Begin at the top of the listing below. Write each line out exactly, ending with the line that holds "Query: pink carnation".

==================================================

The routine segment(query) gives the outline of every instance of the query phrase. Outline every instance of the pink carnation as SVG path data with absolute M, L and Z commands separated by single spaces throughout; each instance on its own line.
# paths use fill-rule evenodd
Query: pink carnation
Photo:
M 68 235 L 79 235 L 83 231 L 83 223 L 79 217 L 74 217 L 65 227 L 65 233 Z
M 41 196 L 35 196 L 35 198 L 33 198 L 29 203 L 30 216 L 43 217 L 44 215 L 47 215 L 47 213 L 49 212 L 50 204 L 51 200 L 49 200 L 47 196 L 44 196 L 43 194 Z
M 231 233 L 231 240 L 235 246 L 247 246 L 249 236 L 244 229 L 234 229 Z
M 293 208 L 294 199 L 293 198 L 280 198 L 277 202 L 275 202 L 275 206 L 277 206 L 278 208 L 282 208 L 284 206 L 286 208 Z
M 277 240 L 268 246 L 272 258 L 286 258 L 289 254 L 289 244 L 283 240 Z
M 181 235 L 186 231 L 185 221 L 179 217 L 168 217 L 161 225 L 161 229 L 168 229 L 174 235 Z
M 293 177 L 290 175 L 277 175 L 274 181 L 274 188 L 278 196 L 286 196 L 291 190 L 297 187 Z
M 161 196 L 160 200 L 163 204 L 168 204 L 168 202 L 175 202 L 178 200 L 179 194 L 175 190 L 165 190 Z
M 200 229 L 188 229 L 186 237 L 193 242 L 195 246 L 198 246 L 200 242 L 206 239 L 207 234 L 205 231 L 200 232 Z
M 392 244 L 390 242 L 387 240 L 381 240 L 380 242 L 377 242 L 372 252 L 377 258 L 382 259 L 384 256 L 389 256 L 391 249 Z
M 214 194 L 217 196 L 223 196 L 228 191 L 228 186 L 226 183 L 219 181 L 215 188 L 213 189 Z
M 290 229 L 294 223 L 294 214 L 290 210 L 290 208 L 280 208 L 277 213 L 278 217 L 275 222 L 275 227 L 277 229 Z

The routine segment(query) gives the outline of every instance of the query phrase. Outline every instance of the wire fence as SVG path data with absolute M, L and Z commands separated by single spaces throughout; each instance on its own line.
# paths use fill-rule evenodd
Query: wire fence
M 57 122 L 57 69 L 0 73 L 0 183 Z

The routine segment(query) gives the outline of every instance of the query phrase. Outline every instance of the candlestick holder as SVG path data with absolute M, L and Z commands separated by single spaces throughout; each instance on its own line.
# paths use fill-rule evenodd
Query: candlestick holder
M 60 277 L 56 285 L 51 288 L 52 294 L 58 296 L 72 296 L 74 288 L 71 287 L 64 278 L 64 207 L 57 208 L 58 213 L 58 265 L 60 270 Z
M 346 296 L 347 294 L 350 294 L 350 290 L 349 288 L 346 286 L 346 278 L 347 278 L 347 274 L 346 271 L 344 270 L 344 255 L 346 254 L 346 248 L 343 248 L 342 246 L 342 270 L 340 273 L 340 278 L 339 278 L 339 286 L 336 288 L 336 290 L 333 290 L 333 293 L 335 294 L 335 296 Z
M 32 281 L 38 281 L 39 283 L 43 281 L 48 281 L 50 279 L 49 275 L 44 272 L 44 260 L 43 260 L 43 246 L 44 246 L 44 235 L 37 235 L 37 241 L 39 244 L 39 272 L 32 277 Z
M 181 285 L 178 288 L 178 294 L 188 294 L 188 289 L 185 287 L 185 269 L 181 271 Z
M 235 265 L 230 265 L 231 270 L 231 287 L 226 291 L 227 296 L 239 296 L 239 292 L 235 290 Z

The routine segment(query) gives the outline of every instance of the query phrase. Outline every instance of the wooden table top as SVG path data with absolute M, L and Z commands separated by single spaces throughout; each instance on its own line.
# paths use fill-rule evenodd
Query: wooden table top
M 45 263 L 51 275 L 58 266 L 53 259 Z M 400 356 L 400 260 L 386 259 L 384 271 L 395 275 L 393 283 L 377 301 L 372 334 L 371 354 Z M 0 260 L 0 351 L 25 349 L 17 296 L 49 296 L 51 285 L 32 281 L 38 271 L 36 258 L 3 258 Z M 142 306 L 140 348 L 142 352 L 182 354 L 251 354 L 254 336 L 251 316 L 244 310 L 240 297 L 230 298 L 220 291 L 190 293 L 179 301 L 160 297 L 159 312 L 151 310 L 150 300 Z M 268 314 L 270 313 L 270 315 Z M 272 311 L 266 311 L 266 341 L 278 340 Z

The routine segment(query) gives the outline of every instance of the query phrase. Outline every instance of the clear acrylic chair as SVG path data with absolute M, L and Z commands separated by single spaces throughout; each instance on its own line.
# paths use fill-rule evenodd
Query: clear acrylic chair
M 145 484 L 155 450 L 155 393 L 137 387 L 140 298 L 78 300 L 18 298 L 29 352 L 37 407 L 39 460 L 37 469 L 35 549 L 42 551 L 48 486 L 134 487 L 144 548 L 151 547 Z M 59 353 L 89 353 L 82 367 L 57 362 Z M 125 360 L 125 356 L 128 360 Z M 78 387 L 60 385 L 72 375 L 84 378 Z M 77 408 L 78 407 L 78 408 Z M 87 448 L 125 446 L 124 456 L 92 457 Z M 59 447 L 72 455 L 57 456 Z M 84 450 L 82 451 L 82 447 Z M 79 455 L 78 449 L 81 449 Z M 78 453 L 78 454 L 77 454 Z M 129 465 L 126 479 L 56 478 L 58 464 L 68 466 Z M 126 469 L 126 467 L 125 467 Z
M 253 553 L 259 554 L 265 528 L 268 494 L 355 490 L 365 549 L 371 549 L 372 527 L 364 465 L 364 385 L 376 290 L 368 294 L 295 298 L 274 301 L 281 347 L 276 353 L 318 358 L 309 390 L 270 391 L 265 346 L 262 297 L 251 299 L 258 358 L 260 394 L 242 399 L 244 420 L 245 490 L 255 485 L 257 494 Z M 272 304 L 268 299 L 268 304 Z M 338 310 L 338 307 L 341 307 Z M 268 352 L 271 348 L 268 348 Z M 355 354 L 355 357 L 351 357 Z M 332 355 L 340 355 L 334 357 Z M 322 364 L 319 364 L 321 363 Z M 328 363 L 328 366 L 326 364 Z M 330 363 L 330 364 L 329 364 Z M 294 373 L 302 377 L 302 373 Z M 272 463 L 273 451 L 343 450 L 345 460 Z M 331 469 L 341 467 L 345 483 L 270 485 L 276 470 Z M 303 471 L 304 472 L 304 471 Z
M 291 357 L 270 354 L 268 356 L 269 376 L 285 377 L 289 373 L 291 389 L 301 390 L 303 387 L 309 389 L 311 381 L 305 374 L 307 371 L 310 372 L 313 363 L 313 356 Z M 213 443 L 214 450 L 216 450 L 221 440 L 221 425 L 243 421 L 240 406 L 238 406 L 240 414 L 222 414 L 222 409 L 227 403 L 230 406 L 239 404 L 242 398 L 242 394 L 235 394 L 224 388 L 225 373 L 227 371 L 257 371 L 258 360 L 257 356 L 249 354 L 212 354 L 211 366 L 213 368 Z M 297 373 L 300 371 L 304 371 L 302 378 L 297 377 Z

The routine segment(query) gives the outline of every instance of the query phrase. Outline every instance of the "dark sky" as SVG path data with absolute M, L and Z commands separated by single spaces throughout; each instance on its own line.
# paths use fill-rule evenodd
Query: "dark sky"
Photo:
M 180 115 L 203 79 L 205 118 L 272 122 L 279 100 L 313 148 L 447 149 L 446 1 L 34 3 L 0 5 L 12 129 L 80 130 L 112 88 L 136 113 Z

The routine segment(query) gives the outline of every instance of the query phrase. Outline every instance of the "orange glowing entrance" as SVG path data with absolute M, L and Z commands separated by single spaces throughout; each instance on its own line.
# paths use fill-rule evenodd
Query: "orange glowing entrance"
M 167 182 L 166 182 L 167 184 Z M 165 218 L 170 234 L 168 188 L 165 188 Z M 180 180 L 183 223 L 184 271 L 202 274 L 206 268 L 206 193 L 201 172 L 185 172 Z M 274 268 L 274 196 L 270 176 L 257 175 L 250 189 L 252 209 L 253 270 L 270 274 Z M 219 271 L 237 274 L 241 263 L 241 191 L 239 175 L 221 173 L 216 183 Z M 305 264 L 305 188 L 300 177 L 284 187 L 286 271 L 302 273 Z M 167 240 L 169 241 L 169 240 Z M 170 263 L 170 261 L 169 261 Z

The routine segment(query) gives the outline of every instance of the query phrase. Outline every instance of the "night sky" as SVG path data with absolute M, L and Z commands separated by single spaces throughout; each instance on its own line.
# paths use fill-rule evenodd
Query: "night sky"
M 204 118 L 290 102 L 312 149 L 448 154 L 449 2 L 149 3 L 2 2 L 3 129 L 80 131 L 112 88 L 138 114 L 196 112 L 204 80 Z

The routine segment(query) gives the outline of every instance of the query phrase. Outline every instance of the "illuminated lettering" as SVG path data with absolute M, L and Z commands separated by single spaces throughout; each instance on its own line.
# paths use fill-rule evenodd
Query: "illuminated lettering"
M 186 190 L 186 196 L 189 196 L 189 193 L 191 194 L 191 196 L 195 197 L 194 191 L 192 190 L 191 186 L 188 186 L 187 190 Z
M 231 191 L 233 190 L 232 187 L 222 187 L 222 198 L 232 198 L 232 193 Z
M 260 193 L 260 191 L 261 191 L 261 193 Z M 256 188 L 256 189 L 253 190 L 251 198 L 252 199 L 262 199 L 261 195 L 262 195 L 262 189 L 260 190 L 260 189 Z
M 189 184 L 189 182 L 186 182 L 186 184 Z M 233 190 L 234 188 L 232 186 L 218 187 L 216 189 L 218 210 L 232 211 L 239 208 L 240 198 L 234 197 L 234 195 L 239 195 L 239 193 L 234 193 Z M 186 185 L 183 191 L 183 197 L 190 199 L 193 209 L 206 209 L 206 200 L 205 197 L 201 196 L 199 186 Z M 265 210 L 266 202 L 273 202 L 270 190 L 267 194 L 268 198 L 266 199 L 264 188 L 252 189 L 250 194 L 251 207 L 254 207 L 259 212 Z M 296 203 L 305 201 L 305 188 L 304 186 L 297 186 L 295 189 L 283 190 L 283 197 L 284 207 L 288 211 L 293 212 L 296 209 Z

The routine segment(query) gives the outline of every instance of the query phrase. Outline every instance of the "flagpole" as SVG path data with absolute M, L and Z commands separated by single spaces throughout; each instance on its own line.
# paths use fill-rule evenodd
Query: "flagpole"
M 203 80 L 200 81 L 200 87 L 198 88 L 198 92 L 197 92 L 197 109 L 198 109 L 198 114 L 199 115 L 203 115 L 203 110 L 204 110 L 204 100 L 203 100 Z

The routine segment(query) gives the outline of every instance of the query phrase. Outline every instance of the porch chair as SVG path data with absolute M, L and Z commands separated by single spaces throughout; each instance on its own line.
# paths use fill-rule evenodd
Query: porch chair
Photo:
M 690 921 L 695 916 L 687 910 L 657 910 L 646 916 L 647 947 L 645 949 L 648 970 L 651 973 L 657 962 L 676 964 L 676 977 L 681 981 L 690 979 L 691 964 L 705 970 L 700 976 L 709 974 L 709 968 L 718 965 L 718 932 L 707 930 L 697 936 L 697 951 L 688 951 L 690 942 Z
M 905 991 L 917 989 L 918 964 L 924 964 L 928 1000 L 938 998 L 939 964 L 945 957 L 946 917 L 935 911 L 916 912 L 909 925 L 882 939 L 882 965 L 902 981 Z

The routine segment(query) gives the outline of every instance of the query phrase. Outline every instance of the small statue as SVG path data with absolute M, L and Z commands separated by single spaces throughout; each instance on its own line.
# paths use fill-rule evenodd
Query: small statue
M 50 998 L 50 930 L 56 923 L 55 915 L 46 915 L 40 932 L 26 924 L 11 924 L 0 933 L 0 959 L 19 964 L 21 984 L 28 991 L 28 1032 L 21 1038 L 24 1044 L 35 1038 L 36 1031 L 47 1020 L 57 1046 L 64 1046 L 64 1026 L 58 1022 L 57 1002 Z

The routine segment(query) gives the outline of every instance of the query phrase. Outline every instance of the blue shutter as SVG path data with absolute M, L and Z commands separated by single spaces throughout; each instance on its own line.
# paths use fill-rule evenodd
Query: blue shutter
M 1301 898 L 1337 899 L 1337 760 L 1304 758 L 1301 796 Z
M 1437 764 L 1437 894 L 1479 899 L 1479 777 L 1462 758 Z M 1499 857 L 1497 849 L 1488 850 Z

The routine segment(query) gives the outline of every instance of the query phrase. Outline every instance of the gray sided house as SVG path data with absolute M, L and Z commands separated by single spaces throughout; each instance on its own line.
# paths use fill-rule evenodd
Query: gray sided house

==================================================

▶ _Written solution_
The routine segment(query) gives the outline of every instance of the query phrase. Outline every instance of the pink carnation as SVG path data with absolute M, L and Z commands separated by single spaces throughout; each instance on its own line.
# paths use fill-rule evenodd
Query: pink carnation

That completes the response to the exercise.